INVISIBLE WORMS IN ROSES
There's a bit of relief to be had from the intense heat
of Trumpism by coldly reading The Death
of White Sociology (New York:
Vintage, 1973), edited by Joyce A. Ladner.
It is a matter of common sense.
Conflicting premises, murky motives for doing one kind of research
rather than another, blind spots sprawling in humanistic and social science
projects in 2017, the rainbow colors of methodologies ----these all highlight
the rightness of Ladner's claim in 1973 that "sociology, like history,
economics and psychology, exists in a domain where color, ethnicity, and social
class are of primary importance. And as
long as this holds true, it is impossible for sociology to claim that it
maintains value neutrality in its approaches" (xix). It is equally impossible for humanities to
possess value neutrality. As Trumpism ups the ante for indigenous knowing as
well as convoluted theoretical interrogations and interventions, being cold
matters greatly. We are not detached
from our thinking. And after four
decades, I suspect that white sociology in the USA is not sufficiently dead. As I work on Reading Race Reading America: Literary
and Social Essays and another project on ideological shuttling between
democracy and fascism, I find the cautions in The Death of White Sociology to be at once helpful and
troubling. I ask myself if intellectual
projects are somewhat quixotic, permanently incapable of detecting invisible
worms in roses (see William Blake's magnificent poem "The Sick Rose,"
1794). I will not be denied the
"true fact" of the worm, the "magic" of Trumpism
notwithstanding.

• _What you need to do_:
A – From the essay headed "Invisible Worms in Roses," list the academic disciplines named in the passage quoted from Ladner.
B – Pick up the essay headed "Invisible Worms in Roses" from the point where it stops, writing on in the same voice.

• _Dataset_:
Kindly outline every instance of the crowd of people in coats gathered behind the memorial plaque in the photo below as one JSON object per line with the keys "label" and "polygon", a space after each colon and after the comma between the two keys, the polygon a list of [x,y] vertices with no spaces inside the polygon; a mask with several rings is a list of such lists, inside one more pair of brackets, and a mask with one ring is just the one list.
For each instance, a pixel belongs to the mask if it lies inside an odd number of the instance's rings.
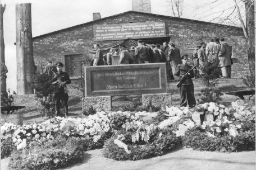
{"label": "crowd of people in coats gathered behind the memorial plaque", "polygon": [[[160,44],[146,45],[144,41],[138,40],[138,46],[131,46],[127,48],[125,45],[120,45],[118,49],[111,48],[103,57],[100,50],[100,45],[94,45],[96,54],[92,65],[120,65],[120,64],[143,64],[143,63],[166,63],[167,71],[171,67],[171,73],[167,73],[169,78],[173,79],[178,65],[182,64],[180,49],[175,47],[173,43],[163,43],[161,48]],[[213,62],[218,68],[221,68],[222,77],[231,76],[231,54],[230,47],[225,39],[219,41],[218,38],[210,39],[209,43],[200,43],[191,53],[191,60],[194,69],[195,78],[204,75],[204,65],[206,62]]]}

...

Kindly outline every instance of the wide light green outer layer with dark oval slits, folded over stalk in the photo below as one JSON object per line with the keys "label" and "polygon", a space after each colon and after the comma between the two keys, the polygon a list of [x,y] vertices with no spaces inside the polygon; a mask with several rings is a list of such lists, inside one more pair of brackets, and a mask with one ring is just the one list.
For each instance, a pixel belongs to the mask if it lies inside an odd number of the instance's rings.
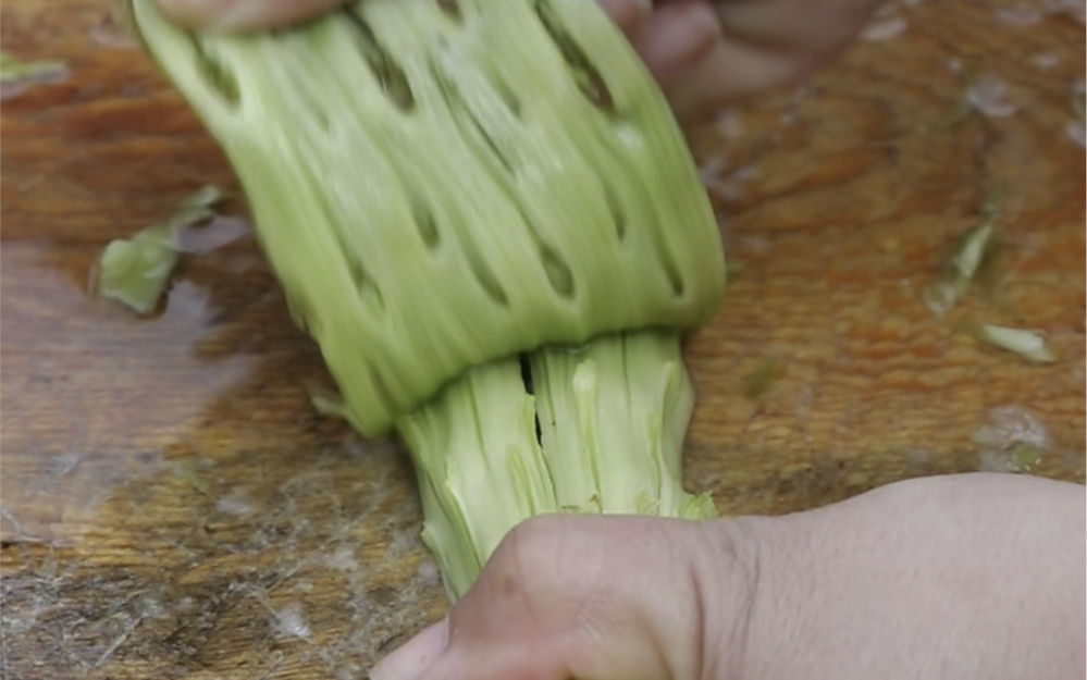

• _List of answers_:
A –
- sociology
- history
- economics
- psychology

B –
A fellow writer notified me
yesterday about a survey
of nomenclature in Black Studies (https://milwaukee.qualtrics.com/jfe/form/SV_39N3sncRkRoI5Lf
)) )proposed by Nolan Kopkin and Erin N. Winkler, members of the
Department of Africology at the University of Wisconsin-Milwaukee. A butterfly
zoomed through my mind. Is there a
Department of Europology at any institution in the USA? Would such a department undertake a survey of
nomenclature in White Studies or Jewish Studies as subsets of American Studies? The butterfly asked and would not stay for an
answer. Why do I smell a worm I can't
see?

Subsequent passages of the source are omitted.